Coping skills are strategies that we use to help us manage stressors, our emotional responses to those stressors, and that help us enjoy life and connect with others despite the inherent challenges of being a person in the world. Ideally, we would learn all the coping skills we need while growing up. But the world is not an ideal place! I have yet to meet an individual who has learned every coping skill that would be helpful from their family, friends, and broader culture. And I have yet to meet a client who had a course on coping skills in school!
A major reason people come to therapy, in my experience, is that their stress has outmatched their coping and they are overwhelmed. This means that having difficulty is not a moral failing! Instead, it means that individual can benefit from learning additional strategies to supplement existing coping or overreliance on older/less effective coping strategies (such as avoidance, procrastination, substance use, self-harm, etc.)
DBT (Dialectical Behavioral Therapy) includes a set of coping skills that help individuals to develop:
Mindfulness to be more aware of and connected to themselves, others, and the wider world, to facilitate effective change and decrease suffering
Distress tolerance to endure highly stressful situations and intense emotions without making the situation worse (because you can always make it worse!)

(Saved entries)

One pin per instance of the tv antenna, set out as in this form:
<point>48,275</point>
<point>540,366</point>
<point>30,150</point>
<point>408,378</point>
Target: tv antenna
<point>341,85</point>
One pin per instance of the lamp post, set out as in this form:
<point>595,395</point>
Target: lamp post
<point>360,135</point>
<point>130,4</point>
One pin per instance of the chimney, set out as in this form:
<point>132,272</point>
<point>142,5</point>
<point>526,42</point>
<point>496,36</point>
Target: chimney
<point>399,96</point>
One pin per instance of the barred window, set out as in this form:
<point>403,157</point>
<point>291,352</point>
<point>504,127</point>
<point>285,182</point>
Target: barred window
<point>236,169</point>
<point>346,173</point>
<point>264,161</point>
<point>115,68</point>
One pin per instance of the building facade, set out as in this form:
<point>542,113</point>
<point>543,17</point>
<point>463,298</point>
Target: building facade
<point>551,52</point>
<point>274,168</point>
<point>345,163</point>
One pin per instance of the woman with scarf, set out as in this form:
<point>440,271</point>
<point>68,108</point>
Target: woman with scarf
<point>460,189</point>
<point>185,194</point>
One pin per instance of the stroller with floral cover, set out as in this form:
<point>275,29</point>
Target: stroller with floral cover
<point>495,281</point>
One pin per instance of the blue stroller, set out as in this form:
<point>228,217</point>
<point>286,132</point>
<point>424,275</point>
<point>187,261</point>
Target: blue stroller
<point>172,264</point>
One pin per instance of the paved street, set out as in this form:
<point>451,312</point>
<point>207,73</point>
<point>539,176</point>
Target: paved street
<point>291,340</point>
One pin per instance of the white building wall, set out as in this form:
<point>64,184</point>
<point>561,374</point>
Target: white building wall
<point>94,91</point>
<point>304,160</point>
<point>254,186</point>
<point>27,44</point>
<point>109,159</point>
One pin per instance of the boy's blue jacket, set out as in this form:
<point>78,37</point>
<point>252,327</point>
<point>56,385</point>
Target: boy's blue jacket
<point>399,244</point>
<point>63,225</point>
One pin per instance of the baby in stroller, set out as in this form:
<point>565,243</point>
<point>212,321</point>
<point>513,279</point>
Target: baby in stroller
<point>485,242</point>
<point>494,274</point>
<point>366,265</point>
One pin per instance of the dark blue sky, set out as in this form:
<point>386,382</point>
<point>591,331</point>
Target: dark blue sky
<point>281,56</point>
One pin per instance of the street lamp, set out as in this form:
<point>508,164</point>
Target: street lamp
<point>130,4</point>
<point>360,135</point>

- EXERCISE TASKS:
1. In the passage on coping skills, what does DBT stand for?
2. Give the passage on coping skills again from "A major reason" to "use, self-harm, etc.)", switching "moral failing" to "personal flaw".

- RESPONSE LIST:
1. Dialectical Behavioral Therapy

2.
A major reason people come to therapy, in my experience, is that their stress has outmatched their coping and they are overwhelmed. This means that having difficulty is not a personal flaw! Instead, it means that individual can benefit from learning additional strategies to supplement existing coping or overreliance on older/less effective coping strategies (such as avoidance, procrastination, substance use, self-harm, etc.)